- **EXERCISE DIRECTIONS**: Copy exactly the run of lines that begins at the line with "formatted like [728,576]." and ends at the final line of the entries.

Photo object pointing records
------------------------------------------------------------------------
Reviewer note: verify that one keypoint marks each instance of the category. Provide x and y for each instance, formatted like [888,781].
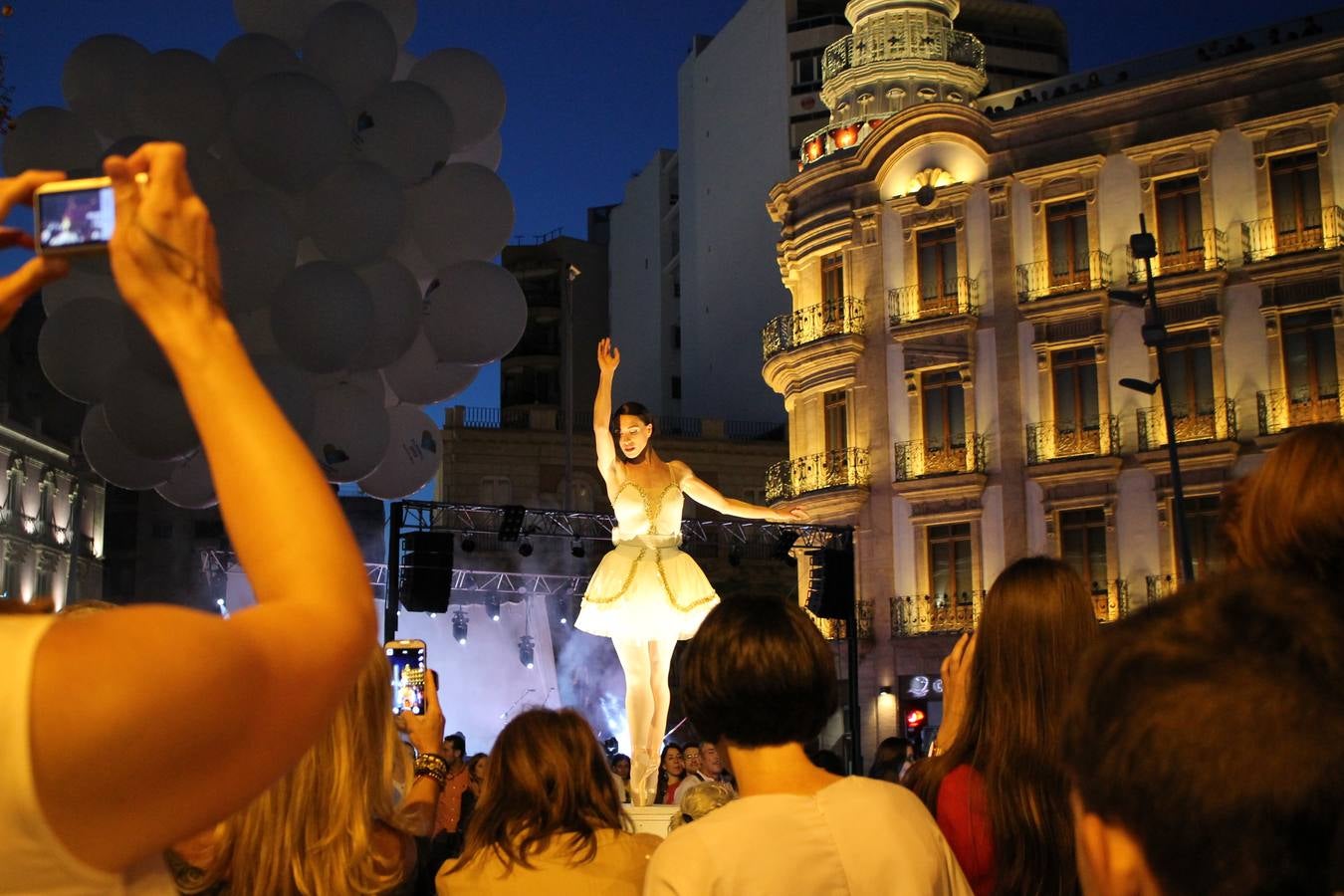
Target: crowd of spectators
[1193,749]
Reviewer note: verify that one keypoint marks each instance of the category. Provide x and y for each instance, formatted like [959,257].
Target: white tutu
[648,590]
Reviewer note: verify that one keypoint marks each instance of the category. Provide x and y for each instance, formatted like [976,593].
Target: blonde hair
[312,831]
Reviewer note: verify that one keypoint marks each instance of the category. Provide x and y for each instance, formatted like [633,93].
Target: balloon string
[195,276]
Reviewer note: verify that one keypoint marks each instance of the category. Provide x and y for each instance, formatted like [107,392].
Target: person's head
[1289,515]
[711,765]
[1036,622]
[701,800]
[759,673]
[1168,787]
[633,430]
[691,757]
[549,777]
[454,747]
[340,786]
[672,762]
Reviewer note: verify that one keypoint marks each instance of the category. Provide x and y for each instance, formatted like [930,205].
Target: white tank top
[33,860]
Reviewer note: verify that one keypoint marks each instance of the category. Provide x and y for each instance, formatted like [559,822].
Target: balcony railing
[812,324]
[917,460]
[911,304]
[1213,425]
[1183,260]
[1282,410]
[837,469]
[916,614]
[1054,441]
[1110,599]
[895,42]
[839,629]
[1269,237]
[1040,280]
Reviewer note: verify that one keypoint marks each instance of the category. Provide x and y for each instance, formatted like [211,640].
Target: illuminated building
[952,361]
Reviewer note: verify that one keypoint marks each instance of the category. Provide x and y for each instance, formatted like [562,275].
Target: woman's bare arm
[150,723]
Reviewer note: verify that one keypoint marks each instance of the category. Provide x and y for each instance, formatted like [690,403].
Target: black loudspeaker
[426,571]
[830,583]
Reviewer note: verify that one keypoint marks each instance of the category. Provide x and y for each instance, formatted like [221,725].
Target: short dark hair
[1155,735]
[759,673]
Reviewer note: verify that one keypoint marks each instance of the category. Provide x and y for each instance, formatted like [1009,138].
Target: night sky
[591,85]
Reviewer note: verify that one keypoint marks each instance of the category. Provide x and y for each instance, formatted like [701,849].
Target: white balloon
[54,138]
[475,315]
[76,350]
[190,485]
[95,81]
[148,415]
[351,47]
[322,316]
[487,152]
[396,314]
[78,284]
[469,85]
[349,433]
[289,130]
[115,462]
[464,212]
[179,97]
[411,458]
[254,55]
[419,377]
[355,212]
[292,389]
[257,246]
[407,129]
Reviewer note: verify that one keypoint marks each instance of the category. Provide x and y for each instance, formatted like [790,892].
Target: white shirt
[849,838]
[33,858]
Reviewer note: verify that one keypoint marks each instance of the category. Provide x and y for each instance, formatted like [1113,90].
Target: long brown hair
[1289,515]
[548,780]
[1036,622]
[312,831]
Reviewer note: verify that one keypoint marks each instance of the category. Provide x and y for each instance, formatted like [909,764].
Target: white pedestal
[651,819]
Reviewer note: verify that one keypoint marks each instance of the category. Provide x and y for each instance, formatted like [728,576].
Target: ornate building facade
[952,365]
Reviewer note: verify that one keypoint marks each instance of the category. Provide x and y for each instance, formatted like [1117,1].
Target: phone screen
[407,679]
[76,218]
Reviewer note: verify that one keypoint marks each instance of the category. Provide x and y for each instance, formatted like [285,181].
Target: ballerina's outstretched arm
[705,493]
[607,358]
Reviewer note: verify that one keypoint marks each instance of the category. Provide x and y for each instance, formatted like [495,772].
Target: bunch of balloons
[353,193]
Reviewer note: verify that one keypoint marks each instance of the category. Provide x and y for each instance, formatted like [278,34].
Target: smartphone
[74,216]
[409,669]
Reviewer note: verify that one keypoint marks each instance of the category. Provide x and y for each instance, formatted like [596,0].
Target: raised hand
------------------------------------------------------------------------
- **RESPONSE TO THIS TASK**:
Reviewer note: verify that one keypoint marks each instance of the category. Provide x and y for each instance, formatted like [728,576].
Target: ornate building facade
[952,365]
Reviewer note: verify that one keypoint marks each instance of the category. Provide x and y for each instance, formatted like [1117,1].
Target: phone screen
[407,679]
[76,218]
Reviewer note: verify that one keypoint marks each instance of the category. Provide x and y for each instance, formatted like [285,181].
Target: ballerina's outstretched arm
[705,493]
[607,358]
Reviewer note: verify that one keypoint marks each instance of the category. Provide x and y for each instance, formatted like [495,772].
Target: bunch of balloons
[353,193]
Reviewer note: verify that one keypoint marks each instance of the category. Provide x and y for each instance, formatted like [278,34].
Target: smartphone
[74,216]
[409,669]
Reviewer note: verify that one keypoint marks each instance of the category. Provide x and y for each instance, formatted like [596,0].
Target: raised hand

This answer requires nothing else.